INFORMATION PROVIDED:
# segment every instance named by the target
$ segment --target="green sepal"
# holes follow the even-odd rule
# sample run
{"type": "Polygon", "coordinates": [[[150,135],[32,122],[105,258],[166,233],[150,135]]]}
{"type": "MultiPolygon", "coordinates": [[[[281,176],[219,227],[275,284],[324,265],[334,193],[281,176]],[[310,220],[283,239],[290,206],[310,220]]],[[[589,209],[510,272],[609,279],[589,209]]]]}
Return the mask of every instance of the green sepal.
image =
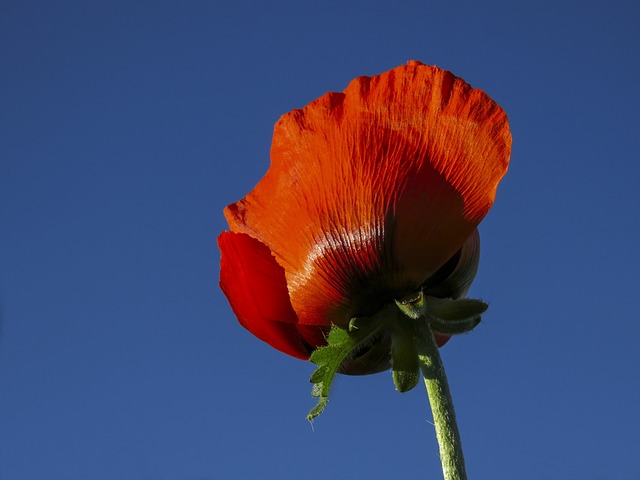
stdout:
{"type": "Polygon", "coordinates": [[[469,333],[476,328],[480,323],[480,317],[472,318],[469,320],[441,320],[439,318],[431,318],[429,325],[431,330],[435,333],[442,333],[445,335],[462,335],[463,333],[469,333]]]}
{"type": "Polygon", "coordinates": [[[393,382],[399,392],[407,392],[420,379],[418,350],[424,334],[420,322],[437,333],[466,333],[480,323],[481,314],[488,308],[481,300],[425,297],[422,292],[394,303],[371,317],[353,318],[345,327],[331,327],[327,345],[317,348],[310,358],[318,366],[310,378],[311,395],[318,403],[309,411],[307,420],[313,421],[327,406],[331,384],[342,363],[355,349],[367,346],[380,331],[391,333],[393,382]]]}
{"type": "Polygon", "coordinates": [[[427,318],[434,332],[460,335],[473,330],[489,305],[473,298],[427,297],[427,318]]]}
{"type": "MultiPolygon", "coordinates": [[[[416,356],[416,360],[418,357],[416,356]]],[[[408,392],[412,390],[418,384],[418,380],[420,380],[420,366],[418,366],[415,370],[393,370],[393,384],[396,387],[396,390],[400,393],[408,392]]]]}
{"type": "MultiPolygon", "coordinates": [[[[399,318],[400,321],[403,319],[399,318]]],[[[396,390],[404,393],[411,390],[420,380],[420,361],[416,346],[415,332],[409,328],[395,328],[391,335],[391,368],[396,390]]]]}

YOUR ASSIGNMENT: Determine how many lines in the listing above hold "sepal". Give the number without any other words.

THE COMPLETED TASK: 2